## Brief 1
Retype the part of the article on the PIP case that begins at the words "Professor Woods has" and stops after the words "a knee-jerk reaction.".
## Brief 2
Continue the article on the PIP case from the point where its text ends.

## Text shown
__________

PIP Should Not Provoke Knee-Jerk Reforms Says MHRA Chief

“To devise a regulatory system solely about this particular event would be to miss the point that most of the problems that arise around medical devices are of a very different nature to this.”

European medical device industry body Eucomed has reported the views of Professor Sir Kent Woods of the UK’s Medicine and Healthcare products Regulatory Agency (MHRA).

Professor Woods has called for a careful and considered approach to medical device regulatory reform, according to several press reports. Speaking at a briefing, Sir Kent said that improvements should be made to the current system but warned that a case like that of Poly Implant Prothèse (PIP) should not inspire a knee-jerk reaction.

The PIP incident, according to Sir Kent, is a rare and unusual one of “manufacturing fraud” and not the result of a flawed regulatory framework. Instead of drastic changes and a shift toward centralisation, regulators in the European Union’s 27 Member States should work to increase co-ordination. Stepped-up surveillance and reporting of medical device flaws would also serve to improve the EU’s medical device safety record.

__________

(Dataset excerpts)
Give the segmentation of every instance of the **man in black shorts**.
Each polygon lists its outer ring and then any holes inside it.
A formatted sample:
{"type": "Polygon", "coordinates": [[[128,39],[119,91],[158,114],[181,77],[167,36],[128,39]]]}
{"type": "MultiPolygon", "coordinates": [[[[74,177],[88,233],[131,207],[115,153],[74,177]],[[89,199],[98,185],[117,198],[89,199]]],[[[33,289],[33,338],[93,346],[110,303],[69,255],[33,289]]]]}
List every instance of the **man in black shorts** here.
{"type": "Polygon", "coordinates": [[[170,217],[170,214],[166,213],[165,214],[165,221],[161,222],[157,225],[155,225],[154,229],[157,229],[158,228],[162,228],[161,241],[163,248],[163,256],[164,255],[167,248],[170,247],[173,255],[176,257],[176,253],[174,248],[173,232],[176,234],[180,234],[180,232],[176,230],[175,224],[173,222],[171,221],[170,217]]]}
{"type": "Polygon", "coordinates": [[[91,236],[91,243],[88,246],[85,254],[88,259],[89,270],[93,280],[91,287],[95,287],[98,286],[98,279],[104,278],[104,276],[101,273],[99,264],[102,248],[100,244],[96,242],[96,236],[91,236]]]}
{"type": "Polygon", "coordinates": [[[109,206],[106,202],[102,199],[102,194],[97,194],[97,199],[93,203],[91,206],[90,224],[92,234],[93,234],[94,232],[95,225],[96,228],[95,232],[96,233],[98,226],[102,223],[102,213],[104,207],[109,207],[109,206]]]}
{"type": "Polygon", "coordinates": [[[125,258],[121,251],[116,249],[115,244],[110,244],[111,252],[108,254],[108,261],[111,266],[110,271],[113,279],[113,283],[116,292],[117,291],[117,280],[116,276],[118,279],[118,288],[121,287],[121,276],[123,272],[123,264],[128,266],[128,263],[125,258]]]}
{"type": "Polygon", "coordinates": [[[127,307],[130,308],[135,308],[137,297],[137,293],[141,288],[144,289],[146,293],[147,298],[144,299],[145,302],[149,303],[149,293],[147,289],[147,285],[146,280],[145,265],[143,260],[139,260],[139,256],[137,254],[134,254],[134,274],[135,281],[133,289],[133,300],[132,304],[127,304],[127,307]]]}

__________

## Answer space 1
Professor Woods has called for a careful and considered approach to medical device regulatory reform, according to several press reports. Speaking at a briefing, Sir Kent said that improvements should be made to the current system but warned that a case like that of Poly Implant Prothèse (PIP) should not inspire a knee-jerk reaction.

## Answer space 2
“Clearly one does not in any sense get complacent about events such as this” Sir Kent told those in attendance, “but recognise though that they are exceedingly rare. To devise a regulatory system solely about this particular event would be to miss the point that most of the problems that arise around medical devices are of a very different nature to this.”

Sir Kent also made clear the enormity of Europe’s regulatory challenge with 17,000 medical device manufacturers in Europe alone. “You can have a regulatory system, but actually you can’t promise to stop people breaking regulations. There has to be, at the end of the day, a degree of trust in the system but it has to be backed up by the very best healthcare regulation that you can get”.